Statistical Theory of Initiation of Explosives by Impact
Gan Ren, Yingzhe Liu, Weipeng Lai, Tao Yu

TL;DR
This paper develops a statistical and theoretical model explaining the probabilistic initiation of explosives by impact, emphasizing hot spot formation due to activated molecules rather than heating, validated with RDX data.
Contribution
It introduces a new two-states model linking impact energy to hot spot formation, advancing understanding of impact initiation mechanisms.
Findings
Hot spot formation is proportional to impact energy, not dropped weight.
The model accurately predicts impact initiation probability for RDX.
Activated molecules play a key role in explosive initiation.
§
### Try it
Reproduce the entire paper summary on the impact initiation of explosives, word for word. Rely solely on the paper summary above when working from it.

### Data listing
§
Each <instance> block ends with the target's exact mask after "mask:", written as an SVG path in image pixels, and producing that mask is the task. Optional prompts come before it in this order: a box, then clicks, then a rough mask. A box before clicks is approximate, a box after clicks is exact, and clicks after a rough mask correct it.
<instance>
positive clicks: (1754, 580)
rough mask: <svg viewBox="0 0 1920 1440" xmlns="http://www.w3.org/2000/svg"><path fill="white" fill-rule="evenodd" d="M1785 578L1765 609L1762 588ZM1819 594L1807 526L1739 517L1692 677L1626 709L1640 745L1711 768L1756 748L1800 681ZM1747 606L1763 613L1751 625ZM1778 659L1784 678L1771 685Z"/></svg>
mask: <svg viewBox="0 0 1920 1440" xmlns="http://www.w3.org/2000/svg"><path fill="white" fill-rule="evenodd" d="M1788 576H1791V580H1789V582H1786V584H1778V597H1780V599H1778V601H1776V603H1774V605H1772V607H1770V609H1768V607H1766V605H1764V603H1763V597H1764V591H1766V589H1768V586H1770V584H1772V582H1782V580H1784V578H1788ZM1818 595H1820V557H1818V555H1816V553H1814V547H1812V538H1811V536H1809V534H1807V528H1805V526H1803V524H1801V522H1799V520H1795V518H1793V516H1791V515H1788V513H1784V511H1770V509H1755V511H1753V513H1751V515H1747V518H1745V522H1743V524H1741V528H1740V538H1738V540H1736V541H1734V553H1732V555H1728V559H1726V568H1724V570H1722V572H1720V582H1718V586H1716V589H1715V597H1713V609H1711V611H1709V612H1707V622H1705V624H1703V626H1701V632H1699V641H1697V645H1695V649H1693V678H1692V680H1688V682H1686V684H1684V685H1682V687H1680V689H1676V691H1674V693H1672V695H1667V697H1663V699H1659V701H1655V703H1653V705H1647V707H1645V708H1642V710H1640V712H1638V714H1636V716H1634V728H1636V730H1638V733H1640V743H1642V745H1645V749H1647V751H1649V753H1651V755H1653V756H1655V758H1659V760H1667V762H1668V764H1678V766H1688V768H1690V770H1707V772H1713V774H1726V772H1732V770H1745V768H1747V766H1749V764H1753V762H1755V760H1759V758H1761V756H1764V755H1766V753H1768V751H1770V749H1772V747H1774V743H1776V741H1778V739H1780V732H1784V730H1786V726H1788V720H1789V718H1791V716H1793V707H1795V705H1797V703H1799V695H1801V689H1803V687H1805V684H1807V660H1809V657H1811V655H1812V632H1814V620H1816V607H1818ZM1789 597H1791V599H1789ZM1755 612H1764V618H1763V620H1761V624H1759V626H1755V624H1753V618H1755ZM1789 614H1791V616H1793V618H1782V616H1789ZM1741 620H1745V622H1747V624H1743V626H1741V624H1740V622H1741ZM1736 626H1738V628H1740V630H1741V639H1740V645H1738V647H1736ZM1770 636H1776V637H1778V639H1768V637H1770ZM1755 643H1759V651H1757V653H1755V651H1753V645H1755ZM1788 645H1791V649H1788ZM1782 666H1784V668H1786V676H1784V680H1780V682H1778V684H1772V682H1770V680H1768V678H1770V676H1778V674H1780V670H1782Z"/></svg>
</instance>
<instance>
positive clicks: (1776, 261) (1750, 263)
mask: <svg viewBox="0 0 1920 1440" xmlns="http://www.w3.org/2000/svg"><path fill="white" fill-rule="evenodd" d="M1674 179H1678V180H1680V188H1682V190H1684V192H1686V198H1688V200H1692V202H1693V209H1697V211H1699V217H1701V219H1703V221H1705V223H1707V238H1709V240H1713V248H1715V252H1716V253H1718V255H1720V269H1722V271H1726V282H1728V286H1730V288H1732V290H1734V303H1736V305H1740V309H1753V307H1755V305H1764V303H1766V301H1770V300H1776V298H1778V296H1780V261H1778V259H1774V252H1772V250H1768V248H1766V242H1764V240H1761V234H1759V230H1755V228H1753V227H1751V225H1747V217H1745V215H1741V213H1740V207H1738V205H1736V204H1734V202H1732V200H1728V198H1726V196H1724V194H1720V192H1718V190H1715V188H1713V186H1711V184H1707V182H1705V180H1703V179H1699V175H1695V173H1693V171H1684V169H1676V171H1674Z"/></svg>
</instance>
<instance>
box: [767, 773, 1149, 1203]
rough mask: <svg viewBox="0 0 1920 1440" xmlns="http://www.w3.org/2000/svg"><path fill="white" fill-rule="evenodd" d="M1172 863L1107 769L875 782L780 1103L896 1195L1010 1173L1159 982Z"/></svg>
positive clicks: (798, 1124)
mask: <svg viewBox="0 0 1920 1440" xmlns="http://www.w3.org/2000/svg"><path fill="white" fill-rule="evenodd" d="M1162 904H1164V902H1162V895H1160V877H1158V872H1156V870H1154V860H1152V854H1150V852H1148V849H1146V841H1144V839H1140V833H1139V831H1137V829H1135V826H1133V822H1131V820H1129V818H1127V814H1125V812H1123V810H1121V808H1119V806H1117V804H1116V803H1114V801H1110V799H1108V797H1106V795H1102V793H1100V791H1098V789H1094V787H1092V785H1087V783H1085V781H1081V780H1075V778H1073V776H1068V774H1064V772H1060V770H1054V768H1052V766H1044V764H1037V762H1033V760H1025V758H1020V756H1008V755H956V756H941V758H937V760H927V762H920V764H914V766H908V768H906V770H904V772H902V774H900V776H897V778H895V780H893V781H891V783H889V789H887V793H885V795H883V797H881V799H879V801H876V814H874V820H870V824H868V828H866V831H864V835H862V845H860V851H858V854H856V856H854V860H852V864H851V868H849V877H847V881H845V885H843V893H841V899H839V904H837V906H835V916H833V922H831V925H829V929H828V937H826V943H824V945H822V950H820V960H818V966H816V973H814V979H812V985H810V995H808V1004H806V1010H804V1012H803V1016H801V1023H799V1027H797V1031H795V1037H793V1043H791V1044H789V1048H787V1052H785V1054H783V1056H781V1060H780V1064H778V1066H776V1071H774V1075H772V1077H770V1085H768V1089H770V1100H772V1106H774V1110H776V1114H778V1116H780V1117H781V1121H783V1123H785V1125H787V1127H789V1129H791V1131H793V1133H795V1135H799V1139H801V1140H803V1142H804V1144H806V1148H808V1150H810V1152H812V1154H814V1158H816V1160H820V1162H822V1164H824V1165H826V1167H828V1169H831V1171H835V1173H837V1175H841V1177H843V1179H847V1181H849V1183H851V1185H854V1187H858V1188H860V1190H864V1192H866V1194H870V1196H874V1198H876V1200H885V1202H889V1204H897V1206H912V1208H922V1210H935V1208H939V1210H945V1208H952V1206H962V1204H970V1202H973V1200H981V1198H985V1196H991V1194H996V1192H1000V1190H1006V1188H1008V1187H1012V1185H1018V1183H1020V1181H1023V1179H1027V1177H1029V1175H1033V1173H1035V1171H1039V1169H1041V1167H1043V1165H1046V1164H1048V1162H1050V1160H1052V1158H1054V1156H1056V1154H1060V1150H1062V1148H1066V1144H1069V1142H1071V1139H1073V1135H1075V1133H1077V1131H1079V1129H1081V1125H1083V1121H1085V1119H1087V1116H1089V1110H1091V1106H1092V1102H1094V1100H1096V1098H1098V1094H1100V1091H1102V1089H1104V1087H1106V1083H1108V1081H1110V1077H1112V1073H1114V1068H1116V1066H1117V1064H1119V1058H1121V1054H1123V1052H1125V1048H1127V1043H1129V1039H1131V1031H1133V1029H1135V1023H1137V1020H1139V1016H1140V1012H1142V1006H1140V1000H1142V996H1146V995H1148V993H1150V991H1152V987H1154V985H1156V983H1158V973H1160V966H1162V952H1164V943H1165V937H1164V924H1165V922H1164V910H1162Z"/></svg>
§
### Your solution
Statistical Theory of Initiation of Explosives by Impact
Gan Ren, Yingzhe Liu, Weipeng Lai, Tao Yu

TL;DR
This paper develops a statistical and theoretical model explaining the probabilistic initiation of explosives by impact, emphasizing hot spot formation due to activated molecules rather than heating, validated with RDX data.
Contribution
It introduces a new two-states model linking impact energy to hot spot formation, advancing understanding of impact initiation mechanisms.
Findings
Hot spot formation is proportional to impact energy, not dropped weight.
The model accurately predicts impact initiation probability for RDX.
Activated molecules play a key role in explosive initiation.